## EXCERPT
======

Hi, I’m a 31 year old mummy of 3, an 11 year old and 5 year old twins. I was born and bred in London, so I am used to the city life but I crave being outdoors, the wilder the better. In the last few years I’ve been diagnosed with hypothyroidism and fibromyalgia. Both the conditions cause me pain and severe fatigue and last year, was the worst year I’ve ever experienced due to my symptoms, family feuds, a death of a baby, wrongful dismissal and my family breaking up. However, I am a forward thinking woman and I refused to have any more negativity. I am so fortunate, lucky and so grateful to be climbing my first mountain with Love Her Wild. I hope to make new friends, support them and make my children proud of their mummy. Let’s do this!
I want to climb a mountain! I wanted to do it for my 50th birthday but I was put off by a hardcore adventurer friend who said that was such a cliche. It’s now 6 years later and I still want to climb a mountain and I don’t care what anyone says! I’m also about to embark on a six-month career break and am setting myself some challenges, goals and things to enjoy with no time pressure. I’m moderately fit and love to hike but this mountain will definitely be a challenge. The mutual support of a group of women willing to put themselves through the same thing will be the best way to succeed! So looking forward to our adventure together.

======

## DATA SECTION

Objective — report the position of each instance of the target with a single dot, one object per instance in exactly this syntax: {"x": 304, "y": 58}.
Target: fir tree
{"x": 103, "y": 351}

======

## TASK PROMPT
In the climber introductions, what did a hardcore adventurer friend call climbing a mountain for a 50th birthday? You can set the listing aside.

## EXERCISE RESULT
A cliche.